### Exercise brief
Copy out the records below line for line, but leave the pictures out.

□ □ □ □ □ □ □

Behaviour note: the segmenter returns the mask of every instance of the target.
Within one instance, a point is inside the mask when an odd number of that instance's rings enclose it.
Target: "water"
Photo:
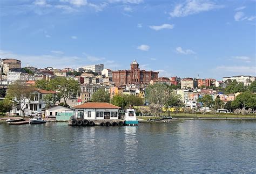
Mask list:
[[[0,123],[0,172],[256,172],[256,121]]]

□ □ □ □ □ □ □

### Answer to the task
Behaviour note: the segmenter returns the mask of every instance of the target.
Within one instance, a point is inside the mask when an odd number of that instance's rings enclose it.
Target: "water"
Photo:
Mask list:
[[[0,123],[0,172],[256,172],[256,121]]]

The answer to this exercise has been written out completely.